SOURCE TEXT =>
Hot Tubs vs. Spas - The terms "hot tub" and "spa" are often used interchangeably, but there is a major difference between the two. Hot tubs are simply small pools filled with heated water, whereas spas include the added feature of jets and aerated water (or, in layman's terms, bubbles).

Material - Hot tubs can be manufactured from wooden staves - generally redwood, cedar or teak - fiberglass or other synthetics. Spas are normally made solely of synthetic materials due to their mechanical demands. Cabinets for housing either can be natural or synthetic. Wood is a beautiful addition, but may require additional maintenance.

Efficiency - As with everything else in the home, lost heat is lost money. Keeping your spa or hot tub covered from above is a must, but equally important is having the proper insulation under and around your unit. Most are installed with some level of insulation, but you may consider what additional measures can be taken to keep you heating costs down. And certain pumps, heaters and filtrations systems use less power and require less maintenance.

Installation- Many spas are designed so that they can fit upright through standard door frames. Therefore, getting the spa to where you'd like to install it, indoors or outdoors, should be fairly easy. However, deeper hot tubs or those placed in more difficult to access areas may have to be assembled at the place of installation, or lowered in with a crane.

DATA LINES =>
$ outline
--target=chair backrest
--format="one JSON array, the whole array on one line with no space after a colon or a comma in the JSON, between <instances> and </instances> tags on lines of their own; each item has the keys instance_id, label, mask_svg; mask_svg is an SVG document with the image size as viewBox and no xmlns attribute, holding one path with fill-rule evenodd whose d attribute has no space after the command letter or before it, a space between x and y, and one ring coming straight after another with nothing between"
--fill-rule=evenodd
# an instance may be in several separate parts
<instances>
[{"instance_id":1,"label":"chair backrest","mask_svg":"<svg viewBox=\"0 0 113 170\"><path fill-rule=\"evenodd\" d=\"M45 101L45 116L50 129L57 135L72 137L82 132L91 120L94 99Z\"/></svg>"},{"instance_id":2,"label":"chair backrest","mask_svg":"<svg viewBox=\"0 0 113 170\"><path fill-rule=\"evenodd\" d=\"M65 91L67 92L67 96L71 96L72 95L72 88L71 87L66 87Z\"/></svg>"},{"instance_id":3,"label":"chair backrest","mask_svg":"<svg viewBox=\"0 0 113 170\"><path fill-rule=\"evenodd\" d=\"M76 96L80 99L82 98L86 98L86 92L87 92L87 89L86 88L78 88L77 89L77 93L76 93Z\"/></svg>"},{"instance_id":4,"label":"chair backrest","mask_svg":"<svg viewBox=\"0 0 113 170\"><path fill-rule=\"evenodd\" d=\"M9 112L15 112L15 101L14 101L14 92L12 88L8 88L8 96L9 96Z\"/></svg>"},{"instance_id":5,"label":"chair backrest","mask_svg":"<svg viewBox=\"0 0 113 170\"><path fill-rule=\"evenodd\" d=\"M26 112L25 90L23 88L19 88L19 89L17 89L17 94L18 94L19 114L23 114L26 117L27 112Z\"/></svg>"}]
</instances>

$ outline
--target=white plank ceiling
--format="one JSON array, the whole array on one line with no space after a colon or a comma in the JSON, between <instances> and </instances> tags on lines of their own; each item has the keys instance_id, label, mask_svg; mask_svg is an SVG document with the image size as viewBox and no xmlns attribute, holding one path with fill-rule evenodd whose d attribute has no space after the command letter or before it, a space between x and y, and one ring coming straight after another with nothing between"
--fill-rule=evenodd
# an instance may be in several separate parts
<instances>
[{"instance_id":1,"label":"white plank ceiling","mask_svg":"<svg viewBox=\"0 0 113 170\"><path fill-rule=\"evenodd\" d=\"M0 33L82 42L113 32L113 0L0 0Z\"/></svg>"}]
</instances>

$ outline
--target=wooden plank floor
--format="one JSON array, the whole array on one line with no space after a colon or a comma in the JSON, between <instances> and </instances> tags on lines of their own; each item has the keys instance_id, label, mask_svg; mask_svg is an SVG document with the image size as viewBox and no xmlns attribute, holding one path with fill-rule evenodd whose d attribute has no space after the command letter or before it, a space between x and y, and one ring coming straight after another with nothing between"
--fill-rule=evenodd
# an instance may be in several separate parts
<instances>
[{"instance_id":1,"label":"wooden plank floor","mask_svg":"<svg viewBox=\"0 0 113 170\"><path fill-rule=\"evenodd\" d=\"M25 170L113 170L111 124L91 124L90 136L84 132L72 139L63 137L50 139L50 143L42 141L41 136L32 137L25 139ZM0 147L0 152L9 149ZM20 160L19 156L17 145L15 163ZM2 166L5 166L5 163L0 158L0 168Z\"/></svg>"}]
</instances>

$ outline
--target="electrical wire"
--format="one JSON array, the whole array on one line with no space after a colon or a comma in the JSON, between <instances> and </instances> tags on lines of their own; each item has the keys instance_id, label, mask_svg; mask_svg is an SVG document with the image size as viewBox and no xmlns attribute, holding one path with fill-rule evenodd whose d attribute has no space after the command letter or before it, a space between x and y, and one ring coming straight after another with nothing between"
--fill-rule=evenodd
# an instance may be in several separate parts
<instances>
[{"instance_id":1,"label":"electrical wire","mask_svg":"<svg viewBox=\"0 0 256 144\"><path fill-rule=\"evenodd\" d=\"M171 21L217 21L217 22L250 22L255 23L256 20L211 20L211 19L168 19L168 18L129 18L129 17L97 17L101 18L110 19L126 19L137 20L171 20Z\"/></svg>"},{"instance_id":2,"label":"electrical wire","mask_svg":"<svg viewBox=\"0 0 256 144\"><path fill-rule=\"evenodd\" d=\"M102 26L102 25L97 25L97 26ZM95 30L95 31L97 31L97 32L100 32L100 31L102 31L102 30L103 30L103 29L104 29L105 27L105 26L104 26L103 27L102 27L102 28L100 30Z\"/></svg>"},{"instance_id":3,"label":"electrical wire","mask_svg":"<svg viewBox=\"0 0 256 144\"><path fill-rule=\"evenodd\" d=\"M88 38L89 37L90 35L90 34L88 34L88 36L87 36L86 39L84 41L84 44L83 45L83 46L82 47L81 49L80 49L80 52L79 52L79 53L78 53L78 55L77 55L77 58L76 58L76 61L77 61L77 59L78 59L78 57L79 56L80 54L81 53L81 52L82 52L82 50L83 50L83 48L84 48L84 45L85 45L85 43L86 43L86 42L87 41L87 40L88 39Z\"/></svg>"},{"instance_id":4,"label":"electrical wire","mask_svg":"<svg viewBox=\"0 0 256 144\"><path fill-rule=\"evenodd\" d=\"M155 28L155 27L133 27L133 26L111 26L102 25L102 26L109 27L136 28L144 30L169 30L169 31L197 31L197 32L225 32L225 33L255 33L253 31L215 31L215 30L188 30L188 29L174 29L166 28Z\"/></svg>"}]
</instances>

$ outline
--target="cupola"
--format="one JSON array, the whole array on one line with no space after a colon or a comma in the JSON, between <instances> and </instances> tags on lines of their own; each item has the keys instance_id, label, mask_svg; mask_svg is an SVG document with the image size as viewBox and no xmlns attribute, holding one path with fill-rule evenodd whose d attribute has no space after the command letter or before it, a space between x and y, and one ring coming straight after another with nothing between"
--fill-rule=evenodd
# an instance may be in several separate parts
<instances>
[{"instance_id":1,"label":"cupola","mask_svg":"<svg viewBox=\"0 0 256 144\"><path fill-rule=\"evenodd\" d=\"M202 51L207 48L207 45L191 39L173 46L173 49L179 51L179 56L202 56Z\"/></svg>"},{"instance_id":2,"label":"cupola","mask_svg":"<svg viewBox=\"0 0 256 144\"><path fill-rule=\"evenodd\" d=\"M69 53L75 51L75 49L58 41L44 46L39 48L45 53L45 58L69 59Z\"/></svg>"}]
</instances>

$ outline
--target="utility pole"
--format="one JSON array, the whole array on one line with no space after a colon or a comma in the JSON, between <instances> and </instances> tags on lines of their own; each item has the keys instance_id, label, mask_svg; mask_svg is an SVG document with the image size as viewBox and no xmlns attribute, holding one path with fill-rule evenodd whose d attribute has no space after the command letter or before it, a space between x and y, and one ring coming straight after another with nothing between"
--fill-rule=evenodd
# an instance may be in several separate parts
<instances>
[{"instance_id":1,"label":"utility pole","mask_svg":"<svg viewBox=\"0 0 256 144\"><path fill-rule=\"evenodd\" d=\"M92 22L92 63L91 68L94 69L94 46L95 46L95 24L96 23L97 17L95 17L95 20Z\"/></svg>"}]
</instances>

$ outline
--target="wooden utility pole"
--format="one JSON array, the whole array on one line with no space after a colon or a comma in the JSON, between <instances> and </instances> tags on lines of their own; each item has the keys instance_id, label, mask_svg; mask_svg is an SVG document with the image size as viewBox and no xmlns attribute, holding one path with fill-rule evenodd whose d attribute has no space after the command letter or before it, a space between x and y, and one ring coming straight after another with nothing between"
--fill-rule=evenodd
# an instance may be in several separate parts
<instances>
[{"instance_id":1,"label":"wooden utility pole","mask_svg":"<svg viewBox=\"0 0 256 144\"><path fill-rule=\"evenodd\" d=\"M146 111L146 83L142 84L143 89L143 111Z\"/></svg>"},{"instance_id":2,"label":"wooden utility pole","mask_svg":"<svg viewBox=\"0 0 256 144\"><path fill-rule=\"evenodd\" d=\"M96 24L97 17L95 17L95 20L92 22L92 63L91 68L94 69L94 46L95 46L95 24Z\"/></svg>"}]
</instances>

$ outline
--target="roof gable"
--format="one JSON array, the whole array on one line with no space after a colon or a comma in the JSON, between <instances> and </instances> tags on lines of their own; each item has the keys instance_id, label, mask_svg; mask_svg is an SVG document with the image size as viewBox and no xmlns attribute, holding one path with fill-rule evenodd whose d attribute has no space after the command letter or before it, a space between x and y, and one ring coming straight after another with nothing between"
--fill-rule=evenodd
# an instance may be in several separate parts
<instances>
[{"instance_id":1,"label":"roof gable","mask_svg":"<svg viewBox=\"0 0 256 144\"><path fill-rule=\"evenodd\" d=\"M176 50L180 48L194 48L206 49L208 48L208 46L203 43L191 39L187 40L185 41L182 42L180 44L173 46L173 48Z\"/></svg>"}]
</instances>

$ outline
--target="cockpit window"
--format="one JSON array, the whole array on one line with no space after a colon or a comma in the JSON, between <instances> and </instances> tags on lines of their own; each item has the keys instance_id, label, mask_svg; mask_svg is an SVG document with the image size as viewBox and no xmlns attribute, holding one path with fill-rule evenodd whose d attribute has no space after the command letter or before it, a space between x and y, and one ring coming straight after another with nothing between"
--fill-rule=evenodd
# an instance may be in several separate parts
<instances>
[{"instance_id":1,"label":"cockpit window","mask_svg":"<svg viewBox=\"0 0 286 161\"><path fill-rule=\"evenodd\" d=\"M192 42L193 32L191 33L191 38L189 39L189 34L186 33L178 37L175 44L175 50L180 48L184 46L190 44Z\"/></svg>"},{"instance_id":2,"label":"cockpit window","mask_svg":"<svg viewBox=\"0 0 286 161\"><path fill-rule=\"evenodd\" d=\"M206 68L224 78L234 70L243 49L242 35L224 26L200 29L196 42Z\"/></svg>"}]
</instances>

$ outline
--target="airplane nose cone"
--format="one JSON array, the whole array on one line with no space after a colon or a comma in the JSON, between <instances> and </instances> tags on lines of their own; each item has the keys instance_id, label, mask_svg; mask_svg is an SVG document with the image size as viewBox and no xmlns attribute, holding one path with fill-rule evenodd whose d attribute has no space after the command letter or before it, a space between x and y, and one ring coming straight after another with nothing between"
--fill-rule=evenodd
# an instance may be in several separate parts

WHAT YOU NEED TO DO => Reproduce word for word the passage of the hot tub and spa text starting with "Efficiency - As" and going on through "with a crane.".

RESPONSE =>
Efficiency - As with everything else in the home, lost heat is lost money. Keeping your spa or hot tub covered from above is a must, but equally important is having the proper insulation under and around your unit. Most are installed with some level of insulation, but you may consider what additional measures can be taken to keep you heating costs down. And certain pumps, heaters and filtrations systems use less power and require less maintenance.

Installation- Many spas are designed so that they can fit upright through standard door frames. Therefore, getting the spa to where you'd like to install it, indoors or outdoors, should be fairly easy. However, deeper hot tubs or those placed in more difficult to access areas may have to be assembled at the place of installation, or lowered in with a crane.